Work request =>
Go through the material under this sentence. Return every line holding "below".

Material supplied =>

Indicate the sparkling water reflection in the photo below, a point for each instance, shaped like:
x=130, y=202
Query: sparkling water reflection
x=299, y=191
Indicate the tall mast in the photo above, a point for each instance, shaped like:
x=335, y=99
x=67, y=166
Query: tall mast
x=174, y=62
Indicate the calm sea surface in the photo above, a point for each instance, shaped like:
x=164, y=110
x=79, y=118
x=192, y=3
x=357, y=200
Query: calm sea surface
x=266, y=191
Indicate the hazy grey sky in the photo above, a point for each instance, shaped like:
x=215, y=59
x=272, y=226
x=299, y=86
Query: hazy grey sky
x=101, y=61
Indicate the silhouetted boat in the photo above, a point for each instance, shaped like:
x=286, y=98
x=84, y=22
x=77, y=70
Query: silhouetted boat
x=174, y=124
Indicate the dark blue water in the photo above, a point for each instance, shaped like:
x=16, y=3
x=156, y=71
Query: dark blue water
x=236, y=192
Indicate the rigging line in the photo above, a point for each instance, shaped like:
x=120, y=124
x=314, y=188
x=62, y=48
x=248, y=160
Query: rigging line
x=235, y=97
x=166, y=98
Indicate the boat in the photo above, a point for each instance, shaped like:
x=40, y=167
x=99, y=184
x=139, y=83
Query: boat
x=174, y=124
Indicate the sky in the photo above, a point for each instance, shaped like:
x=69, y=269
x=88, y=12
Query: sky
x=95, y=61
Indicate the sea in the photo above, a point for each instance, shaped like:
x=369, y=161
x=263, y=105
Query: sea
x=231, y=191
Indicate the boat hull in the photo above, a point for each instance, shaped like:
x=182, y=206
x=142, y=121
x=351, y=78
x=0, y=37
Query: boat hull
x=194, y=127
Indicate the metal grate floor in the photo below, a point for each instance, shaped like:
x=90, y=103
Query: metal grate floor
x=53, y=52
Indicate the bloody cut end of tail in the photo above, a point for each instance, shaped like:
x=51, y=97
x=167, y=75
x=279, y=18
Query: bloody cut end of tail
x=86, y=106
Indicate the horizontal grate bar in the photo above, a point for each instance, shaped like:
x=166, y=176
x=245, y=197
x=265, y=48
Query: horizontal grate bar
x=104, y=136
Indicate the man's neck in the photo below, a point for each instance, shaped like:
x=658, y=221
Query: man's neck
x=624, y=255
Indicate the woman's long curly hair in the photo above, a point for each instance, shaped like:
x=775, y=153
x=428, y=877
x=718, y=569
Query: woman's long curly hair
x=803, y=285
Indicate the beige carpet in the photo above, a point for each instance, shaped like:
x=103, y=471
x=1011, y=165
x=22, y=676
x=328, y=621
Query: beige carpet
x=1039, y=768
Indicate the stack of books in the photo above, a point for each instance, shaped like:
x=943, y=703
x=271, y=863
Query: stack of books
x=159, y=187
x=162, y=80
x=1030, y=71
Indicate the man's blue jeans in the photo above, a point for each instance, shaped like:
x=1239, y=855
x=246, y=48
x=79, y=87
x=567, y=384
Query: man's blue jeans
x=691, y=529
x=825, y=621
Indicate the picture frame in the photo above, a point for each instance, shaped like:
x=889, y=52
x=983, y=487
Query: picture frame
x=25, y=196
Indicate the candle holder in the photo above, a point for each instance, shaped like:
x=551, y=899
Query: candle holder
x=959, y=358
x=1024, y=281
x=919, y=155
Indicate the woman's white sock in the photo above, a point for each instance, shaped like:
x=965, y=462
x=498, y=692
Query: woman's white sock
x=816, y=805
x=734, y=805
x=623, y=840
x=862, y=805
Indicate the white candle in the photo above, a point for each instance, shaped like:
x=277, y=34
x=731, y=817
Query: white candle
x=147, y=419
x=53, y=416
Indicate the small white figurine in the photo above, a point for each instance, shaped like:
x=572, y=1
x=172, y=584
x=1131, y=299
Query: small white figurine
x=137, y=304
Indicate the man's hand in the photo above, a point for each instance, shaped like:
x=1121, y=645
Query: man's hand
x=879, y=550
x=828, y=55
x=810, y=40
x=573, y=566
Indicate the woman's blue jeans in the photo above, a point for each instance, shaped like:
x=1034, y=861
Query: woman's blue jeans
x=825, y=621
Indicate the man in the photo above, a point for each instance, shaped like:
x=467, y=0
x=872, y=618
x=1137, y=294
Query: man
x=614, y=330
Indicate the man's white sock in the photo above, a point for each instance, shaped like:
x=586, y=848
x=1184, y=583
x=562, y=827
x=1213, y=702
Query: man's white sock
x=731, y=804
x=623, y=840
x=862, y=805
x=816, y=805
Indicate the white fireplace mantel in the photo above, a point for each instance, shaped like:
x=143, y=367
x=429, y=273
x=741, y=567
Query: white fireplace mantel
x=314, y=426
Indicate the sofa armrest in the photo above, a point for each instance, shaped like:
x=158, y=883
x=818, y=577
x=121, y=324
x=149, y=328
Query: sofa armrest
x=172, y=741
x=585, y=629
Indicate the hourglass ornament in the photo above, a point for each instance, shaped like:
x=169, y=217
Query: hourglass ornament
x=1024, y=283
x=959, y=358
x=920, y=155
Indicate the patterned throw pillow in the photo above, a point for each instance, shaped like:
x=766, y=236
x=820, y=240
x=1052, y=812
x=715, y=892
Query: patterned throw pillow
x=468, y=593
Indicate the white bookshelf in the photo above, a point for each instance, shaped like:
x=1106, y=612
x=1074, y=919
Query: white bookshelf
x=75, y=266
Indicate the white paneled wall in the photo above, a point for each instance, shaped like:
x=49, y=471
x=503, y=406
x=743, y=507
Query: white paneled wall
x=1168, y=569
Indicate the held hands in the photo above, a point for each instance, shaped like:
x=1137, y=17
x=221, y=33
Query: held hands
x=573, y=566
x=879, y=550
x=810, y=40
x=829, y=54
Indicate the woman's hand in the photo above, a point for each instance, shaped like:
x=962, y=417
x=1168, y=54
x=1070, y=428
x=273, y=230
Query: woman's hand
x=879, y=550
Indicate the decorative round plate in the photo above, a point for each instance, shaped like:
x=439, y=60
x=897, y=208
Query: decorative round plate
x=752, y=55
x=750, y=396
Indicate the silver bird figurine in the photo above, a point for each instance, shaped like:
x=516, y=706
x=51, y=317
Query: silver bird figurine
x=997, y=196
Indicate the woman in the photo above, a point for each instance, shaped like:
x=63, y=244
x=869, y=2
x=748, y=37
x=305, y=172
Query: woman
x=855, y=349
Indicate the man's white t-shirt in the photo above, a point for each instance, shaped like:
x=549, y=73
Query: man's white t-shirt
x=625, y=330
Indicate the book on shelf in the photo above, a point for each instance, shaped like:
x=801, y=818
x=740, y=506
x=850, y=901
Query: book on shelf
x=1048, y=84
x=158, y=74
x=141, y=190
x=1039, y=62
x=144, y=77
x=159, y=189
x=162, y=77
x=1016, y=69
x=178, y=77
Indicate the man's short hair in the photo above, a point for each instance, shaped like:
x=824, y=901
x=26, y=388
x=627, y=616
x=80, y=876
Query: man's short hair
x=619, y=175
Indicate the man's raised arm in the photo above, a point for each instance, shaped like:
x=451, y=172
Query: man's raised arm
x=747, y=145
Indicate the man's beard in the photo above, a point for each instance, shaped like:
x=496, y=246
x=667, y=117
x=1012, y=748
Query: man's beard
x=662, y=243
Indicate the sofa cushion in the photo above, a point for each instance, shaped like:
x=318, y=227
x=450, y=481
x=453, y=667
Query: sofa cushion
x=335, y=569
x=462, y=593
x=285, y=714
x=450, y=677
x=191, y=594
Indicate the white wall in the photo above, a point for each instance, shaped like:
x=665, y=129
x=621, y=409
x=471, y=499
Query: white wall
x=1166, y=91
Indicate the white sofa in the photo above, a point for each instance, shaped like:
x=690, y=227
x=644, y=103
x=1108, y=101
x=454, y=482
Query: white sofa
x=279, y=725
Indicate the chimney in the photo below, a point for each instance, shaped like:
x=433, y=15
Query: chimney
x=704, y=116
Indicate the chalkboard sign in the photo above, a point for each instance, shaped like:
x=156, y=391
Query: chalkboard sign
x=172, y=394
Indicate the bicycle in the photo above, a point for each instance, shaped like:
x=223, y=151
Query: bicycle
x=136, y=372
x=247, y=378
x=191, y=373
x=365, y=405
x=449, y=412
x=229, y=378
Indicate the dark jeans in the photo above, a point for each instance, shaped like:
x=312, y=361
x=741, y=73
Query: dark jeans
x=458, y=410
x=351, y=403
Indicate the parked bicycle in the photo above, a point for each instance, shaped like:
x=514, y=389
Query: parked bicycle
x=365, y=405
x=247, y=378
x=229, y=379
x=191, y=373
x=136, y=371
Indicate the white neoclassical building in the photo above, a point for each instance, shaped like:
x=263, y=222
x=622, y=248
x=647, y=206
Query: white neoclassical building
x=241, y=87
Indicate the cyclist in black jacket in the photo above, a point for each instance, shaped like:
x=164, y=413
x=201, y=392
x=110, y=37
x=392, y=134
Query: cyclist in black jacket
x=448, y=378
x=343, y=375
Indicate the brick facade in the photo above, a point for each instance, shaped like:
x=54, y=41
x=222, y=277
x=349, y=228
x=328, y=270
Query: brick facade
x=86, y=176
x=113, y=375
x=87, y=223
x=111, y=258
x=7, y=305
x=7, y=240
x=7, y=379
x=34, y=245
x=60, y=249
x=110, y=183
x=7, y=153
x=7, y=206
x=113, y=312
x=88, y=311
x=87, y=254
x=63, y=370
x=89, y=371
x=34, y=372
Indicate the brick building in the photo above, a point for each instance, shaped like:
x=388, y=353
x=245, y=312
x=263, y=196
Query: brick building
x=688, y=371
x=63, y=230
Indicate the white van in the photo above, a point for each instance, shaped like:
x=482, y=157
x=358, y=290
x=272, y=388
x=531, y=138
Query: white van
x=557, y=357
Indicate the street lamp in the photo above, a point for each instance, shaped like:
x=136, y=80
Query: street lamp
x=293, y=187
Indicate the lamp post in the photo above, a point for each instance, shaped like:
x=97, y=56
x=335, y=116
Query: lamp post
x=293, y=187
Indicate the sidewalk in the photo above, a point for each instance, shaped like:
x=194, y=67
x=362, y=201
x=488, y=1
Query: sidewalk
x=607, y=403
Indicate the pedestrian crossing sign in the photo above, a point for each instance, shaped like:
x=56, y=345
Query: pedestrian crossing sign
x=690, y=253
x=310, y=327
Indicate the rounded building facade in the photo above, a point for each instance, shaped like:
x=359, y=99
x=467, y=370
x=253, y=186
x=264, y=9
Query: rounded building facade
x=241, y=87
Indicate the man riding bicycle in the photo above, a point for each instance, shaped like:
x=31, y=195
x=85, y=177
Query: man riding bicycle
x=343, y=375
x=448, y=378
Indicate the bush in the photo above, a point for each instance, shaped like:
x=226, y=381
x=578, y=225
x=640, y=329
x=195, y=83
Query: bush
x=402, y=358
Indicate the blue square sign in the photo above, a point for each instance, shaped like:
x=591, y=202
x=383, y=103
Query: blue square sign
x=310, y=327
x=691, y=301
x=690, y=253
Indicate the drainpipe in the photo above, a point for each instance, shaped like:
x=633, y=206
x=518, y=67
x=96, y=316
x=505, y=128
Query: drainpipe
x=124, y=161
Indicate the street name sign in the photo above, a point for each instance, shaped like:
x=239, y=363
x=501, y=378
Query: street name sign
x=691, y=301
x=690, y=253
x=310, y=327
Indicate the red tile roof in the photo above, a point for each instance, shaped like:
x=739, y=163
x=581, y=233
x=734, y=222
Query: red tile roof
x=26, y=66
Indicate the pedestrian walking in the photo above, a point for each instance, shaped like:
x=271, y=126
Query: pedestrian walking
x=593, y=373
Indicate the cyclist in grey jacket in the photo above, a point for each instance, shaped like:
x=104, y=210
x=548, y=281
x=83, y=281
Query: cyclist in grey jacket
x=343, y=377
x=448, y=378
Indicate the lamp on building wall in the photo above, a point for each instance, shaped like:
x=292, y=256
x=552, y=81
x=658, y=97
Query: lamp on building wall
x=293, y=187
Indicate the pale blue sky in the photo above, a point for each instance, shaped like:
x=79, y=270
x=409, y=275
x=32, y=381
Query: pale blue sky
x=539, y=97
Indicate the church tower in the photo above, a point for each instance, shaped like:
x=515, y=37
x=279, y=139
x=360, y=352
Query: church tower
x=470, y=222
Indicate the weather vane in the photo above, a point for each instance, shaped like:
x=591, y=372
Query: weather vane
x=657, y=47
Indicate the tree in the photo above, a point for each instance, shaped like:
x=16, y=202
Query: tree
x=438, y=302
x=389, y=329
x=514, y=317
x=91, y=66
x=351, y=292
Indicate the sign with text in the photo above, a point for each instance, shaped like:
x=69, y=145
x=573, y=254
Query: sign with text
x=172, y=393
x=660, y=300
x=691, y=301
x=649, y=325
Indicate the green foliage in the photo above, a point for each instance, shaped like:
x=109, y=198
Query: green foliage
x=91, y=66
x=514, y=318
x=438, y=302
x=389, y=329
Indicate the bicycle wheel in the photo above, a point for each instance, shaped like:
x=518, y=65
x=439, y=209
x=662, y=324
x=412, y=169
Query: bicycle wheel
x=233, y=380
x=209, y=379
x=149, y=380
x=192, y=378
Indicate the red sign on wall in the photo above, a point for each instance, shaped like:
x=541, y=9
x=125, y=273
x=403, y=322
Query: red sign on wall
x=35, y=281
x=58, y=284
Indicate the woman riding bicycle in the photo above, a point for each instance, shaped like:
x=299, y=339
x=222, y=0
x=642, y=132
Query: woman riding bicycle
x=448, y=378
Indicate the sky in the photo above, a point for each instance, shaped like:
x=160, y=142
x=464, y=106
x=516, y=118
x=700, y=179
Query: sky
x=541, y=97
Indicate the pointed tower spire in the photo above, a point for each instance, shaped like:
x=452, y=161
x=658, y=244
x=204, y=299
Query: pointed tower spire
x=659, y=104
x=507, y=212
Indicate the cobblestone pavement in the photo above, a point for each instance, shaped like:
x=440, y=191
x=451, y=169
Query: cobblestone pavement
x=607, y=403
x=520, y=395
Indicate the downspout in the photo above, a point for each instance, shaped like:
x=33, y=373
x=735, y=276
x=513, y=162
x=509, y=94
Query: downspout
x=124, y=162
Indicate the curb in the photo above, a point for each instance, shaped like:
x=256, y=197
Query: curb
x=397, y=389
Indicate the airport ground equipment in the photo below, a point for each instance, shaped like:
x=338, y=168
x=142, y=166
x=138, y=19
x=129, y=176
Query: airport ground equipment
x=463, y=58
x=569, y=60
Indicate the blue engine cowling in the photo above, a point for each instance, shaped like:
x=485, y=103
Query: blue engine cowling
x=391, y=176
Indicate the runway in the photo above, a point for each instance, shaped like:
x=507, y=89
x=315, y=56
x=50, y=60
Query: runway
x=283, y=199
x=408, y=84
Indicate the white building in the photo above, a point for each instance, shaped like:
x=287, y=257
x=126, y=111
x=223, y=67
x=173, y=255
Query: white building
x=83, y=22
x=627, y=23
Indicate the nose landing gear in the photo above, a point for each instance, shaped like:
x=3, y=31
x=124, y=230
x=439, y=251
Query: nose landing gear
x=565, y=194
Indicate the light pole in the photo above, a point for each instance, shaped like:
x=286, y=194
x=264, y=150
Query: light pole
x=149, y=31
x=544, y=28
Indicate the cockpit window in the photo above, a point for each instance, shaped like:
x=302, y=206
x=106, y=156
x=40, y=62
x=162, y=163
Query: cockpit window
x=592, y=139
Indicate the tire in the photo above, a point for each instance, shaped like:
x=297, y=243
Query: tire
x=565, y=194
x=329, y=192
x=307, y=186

The completed task =>
Indicate the sparkling water reflection in the photo below, a point for each instance, shaped like:
Indicate the metal grate floor in the photo below, a point for each instance, shaped like:
Indicate the man's neck in the photo below, a point for each instance, shaped like:
Indicate the chimney in the photo below, a point for each instance, shaped like:
Indicate the airport ground equipment in the photo below, a point for each instance, shaped like:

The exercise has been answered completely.